TRY IT — Beneath this line are the data; copy exactly the part of them that opens with the line containing "Target: zebra's neck" and closes with the line containing "Target: foal's leg", and only that part.

MATERIAL FOR THIS TASK —
»»
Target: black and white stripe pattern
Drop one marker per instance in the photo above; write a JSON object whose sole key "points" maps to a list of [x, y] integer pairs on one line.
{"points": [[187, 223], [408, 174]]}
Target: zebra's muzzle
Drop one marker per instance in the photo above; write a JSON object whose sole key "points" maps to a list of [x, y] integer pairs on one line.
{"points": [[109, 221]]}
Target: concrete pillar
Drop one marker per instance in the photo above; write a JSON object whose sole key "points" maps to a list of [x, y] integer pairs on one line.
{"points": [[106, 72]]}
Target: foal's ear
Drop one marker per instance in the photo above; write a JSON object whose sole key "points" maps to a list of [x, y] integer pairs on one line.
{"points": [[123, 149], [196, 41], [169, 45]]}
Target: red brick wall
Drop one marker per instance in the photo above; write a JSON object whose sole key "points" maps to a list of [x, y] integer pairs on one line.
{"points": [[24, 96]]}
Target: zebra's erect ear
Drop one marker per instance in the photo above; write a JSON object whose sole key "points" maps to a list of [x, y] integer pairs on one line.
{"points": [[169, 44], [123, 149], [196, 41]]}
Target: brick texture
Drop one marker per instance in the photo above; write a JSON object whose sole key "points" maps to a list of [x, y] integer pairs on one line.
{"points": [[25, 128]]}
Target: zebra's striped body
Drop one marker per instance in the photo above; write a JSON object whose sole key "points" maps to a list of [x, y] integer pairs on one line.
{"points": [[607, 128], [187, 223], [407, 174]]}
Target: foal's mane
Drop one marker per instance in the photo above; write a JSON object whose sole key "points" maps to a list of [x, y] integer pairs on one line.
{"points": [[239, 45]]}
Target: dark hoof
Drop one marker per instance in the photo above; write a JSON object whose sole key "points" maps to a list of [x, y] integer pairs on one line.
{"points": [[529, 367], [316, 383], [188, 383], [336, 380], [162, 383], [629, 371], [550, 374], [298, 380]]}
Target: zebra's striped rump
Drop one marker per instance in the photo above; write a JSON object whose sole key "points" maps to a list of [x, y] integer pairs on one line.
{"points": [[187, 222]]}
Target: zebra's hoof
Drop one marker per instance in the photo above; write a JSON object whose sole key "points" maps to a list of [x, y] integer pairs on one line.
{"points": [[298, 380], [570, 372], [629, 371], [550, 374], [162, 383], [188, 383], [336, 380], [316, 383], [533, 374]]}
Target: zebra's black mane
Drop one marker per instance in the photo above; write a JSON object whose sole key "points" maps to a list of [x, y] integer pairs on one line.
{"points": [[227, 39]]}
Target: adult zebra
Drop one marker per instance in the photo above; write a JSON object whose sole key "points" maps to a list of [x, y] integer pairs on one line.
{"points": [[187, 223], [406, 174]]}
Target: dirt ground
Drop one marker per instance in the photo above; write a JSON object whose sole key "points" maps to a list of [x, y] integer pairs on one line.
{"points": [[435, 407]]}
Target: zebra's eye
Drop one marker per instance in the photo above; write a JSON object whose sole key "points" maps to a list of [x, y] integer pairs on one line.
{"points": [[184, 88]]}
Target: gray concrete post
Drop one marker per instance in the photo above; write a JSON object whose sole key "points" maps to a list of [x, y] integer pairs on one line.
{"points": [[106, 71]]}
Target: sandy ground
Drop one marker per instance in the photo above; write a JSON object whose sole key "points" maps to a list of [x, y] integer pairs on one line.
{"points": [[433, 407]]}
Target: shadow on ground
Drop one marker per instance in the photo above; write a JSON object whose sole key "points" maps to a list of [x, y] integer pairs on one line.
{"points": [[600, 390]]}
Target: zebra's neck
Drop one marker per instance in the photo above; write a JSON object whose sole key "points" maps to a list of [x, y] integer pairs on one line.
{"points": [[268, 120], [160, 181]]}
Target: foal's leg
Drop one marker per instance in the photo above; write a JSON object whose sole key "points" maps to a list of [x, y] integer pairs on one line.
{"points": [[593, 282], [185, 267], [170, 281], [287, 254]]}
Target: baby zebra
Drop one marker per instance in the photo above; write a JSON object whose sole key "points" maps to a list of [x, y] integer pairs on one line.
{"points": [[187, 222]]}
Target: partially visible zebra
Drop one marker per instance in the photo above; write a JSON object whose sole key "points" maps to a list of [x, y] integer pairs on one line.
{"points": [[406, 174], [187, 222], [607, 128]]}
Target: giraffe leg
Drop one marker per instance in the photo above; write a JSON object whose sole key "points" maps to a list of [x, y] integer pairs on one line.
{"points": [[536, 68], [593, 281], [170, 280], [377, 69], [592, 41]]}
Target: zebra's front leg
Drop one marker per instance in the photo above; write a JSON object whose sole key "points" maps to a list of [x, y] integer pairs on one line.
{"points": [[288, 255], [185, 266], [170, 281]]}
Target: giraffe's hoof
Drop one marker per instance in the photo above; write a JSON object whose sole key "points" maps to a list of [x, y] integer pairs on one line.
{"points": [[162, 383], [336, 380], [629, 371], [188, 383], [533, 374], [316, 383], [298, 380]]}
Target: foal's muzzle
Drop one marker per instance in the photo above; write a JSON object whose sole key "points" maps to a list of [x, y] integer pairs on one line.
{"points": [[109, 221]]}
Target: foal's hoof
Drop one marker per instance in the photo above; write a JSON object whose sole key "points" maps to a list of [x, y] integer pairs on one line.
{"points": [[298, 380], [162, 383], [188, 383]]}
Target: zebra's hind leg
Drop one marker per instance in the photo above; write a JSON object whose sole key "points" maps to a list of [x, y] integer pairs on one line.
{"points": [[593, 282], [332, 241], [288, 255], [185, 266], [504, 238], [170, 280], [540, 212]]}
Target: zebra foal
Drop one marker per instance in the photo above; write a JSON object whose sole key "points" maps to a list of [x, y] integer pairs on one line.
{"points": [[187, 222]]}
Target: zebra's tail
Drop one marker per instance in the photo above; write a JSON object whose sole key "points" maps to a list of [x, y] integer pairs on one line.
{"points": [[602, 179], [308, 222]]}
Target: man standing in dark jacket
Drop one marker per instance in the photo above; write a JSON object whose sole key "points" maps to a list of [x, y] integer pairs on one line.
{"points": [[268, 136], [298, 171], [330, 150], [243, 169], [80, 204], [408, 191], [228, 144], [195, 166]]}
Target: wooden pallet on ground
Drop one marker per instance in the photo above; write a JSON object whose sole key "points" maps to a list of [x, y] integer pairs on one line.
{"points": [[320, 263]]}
««
RESPONSE —
Target: zebra's neck
Drop one marker per instance in the photo above; write a JSON object whose sole key "points" maps to a list of [x, y] integer pairs on one line.
{"points": [[268, 120], [160, 181]]}
Target: foal's leg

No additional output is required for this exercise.